EXERCISE DIRECTIONS -
Reproduce the following rows line for line, without any change.

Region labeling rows
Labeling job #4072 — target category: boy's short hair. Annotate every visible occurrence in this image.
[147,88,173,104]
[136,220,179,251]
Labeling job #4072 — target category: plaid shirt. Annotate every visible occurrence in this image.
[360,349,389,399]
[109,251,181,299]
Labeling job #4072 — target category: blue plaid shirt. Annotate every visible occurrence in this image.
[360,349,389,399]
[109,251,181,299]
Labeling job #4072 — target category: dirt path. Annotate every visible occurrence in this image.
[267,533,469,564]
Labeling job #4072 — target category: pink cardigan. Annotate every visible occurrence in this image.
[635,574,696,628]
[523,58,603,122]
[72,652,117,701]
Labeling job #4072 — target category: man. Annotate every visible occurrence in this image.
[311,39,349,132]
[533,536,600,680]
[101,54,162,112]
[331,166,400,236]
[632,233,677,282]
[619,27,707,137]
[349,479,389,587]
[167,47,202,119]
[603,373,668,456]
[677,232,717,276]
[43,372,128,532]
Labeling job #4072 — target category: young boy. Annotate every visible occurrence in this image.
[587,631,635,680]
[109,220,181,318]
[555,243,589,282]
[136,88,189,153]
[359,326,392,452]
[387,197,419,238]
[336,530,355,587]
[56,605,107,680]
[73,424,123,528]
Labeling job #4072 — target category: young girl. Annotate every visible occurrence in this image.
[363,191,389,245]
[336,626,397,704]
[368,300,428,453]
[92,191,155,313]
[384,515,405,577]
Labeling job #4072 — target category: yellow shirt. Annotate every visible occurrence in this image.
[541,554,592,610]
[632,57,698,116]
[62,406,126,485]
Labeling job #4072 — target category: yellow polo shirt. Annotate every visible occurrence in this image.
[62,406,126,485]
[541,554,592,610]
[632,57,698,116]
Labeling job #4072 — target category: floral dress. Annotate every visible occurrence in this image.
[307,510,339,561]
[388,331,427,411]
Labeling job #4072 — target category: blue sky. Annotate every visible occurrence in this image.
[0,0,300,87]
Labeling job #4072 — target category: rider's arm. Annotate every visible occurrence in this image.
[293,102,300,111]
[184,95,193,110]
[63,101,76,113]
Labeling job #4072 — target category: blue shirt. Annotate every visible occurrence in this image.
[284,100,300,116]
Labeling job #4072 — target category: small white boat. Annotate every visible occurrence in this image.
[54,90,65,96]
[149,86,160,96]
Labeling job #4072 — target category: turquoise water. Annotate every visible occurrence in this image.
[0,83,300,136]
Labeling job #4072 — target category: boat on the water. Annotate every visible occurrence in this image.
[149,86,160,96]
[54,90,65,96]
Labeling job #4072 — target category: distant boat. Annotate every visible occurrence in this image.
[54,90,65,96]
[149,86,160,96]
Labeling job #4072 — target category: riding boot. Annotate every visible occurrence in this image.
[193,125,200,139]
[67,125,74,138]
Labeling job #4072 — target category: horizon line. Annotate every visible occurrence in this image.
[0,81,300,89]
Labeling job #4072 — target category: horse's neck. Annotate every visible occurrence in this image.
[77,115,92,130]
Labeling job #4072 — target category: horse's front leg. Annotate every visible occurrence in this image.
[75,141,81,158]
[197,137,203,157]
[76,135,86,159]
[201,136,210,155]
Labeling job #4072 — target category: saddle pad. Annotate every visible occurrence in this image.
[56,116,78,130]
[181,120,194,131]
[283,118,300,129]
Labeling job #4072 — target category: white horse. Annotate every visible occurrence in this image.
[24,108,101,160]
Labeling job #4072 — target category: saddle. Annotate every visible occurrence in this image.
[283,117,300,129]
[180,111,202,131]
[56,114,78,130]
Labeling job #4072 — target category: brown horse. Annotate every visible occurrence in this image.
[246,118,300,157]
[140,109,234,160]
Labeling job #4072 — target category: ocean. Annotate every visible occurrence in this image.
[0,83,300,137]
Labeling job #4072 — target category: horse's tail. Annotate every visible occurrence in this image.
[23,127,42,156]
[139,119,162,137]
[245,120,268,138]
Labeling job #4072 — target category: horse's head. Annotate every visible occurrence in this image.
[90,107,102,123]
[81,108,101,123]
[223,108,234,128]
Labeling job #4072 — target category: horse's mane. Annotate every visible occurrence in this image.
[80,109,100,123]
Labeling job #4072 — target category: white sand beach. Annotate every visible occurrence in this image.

ANSWER FOR THIS EXERCISE -
Labeling job #4072 — target category: boy's short hair. Annotate every visible occurrence in this image.
[147,88,173,104]
[136,220,179,251]
Labeling job #4072 — target category: plaid shirt. Annotate every visible occurrence in this image.
[360,349,389,399]
[109,251,181,299]
Labeling job #4072 — target category: blue plaid shirt. Annotate every visible occurrence in this image.
[360,349,389,399]
[109,251,181,299]
Labeling job #4072 — target category: dirt path. Annotate every visible occurrence in this image.
[267,533,469,564]
Labeling job #4072 — target category: pink cardigan. Annotate every visible occurrence in this image.
[635,574,696,628]
[523,58,603,122]
[72,652,117,701]
Labeling job #4072 — target category: man. Annotate every visible occurrence in this image.
[311,39,349,132]
[533,536,600,680]
[101,54,162,112]
[331,166,400,236]
[632,233,677,282]
[619,27,707,137]
[349,479,389,587]
[167,47,202,119]
[603,373,668,456]
[677,232,717,276]
[43,372,128,532]
Labeling job #4072 — target category: young boy. Annotate every visible occurrence in this image.
[587,631,635,680]
[109,220,181,318]
[555,243,589,282]
[136,88,189,153]
[359,326,392,452]
[387,197,419,238]
[336,530,355,587]
[56,605,107,680]
[73,424,123,528]
Labeling job #4072 — target category: young girl. Annotate every visible occurrence in this image.
[363,191,389,245]
[336,626,397,704]
[368,300,428,453]
[92,191,155,313]
[384,515,405,577]
Labeling job #4072 — target category: yellow shirt. Annotate every visible occurrence in this image.
[541,554,592,610]
[632,57,698,116]
[62,406,126,485]
Labeling job #4072 — target category: yellow polo shirt. Annotate every visible occurrence in this image.
[62,406,126,485]
[541,554,592,610]
[632,57,698,116]
Labeling job #4072 — target category: floral dress. Annotate every visible occurrence in this image.
[307,510,339,561]
[388,331,427,411]
Labeling job #4072 — target category: blue sky. Annotate every visible occurrence in this image.
[0,0,300,87]
Labeling job #4072 — target category: rider's arm. Annotate every visible occurrence in this image.
[293,102,300,111]
[184,95,193,110]
[63,101,76,113]
Labeling job #4072 — target category: blue shirt. Annotate every visible occurrence in this image.
[284,100,300,116]
Labeling job #4072 — target category: small white boat. Annotate every visible occurrence in this image.
[54,90,65,96]
[149,86,160,96]
Labeling job #4072 — target category: turquoise water. Annotate every visible occurrence in this image.
[0,83,300,136]
Labeling job #4072 — target category: boat on the water. Annotate every visible occurrence in this image.
[149,86,160,96]
[54,90,65,96]
Labeling job #4072 — target category: distant boat. Annotate every visible occurrence in this image.
[54,90,65,96]
[149,86,160,96]
Labeling job #4072 — target category: riding boot. Annotate every visible occurrence in this image.
[193,125,200,139]
[67,125,74,138]
Labeling job #4072 — target category: horizon line. Annotate every visible occurrence in this image.
[0,81,300,89]
Labeling job #4072 — target category: horse's neck. Annotate every visible occurrence in this image.
[77,115,92,130]
Labeling job #4072 — target category: horse's front leg. Annotate every visible occurrence in this image.
[75,141,81,158]
[197,137,203,157]
[76,135,86,159]
[201,136,210,155]
Labeling job #4072 — target category: saddle pad. Annotate every visible occurrence in this image.
[56,116,78,130]
[181,120,194,131]
[283,118,300,129]
Labeling job #4072 — target category: white horse. Annotate every visible occurrence in this image.
[24,108,101,160]
Labeling job #4072 — target category: saddle. Annotate every visible occurrence in this image.
[283,117,300,129]
[180,111,202,131]
[56,114,78,130]
Labeling job #4072 — target category: brown horse. Annotate every visible occurrence in this image.
[246,118,300,157]
[140,109,234,160]
Labeling job #4072 — target category: ocean. Annotate every visible occurrence in this image.
[0,83,300,137]
Labeling job #4072 — target category: horse's tail. Annotate every visible occurrence in this image.
[23,127,42,156]
[139,119,162,137]
[245,120,268,138]
Labeling job #4072 — target category: horse's head. Annotate every visible occurrence in this image.
[90,107,102,123]
[81,108,101,123]
[223,108,234,128]
Labeling job #4072 — target category: horse's mane. Annotate every visible occurrence in this image.
[80,109,100,123]
Labeling job #4072 — target category: white sand beach. Annotate every visible occurrence in this image.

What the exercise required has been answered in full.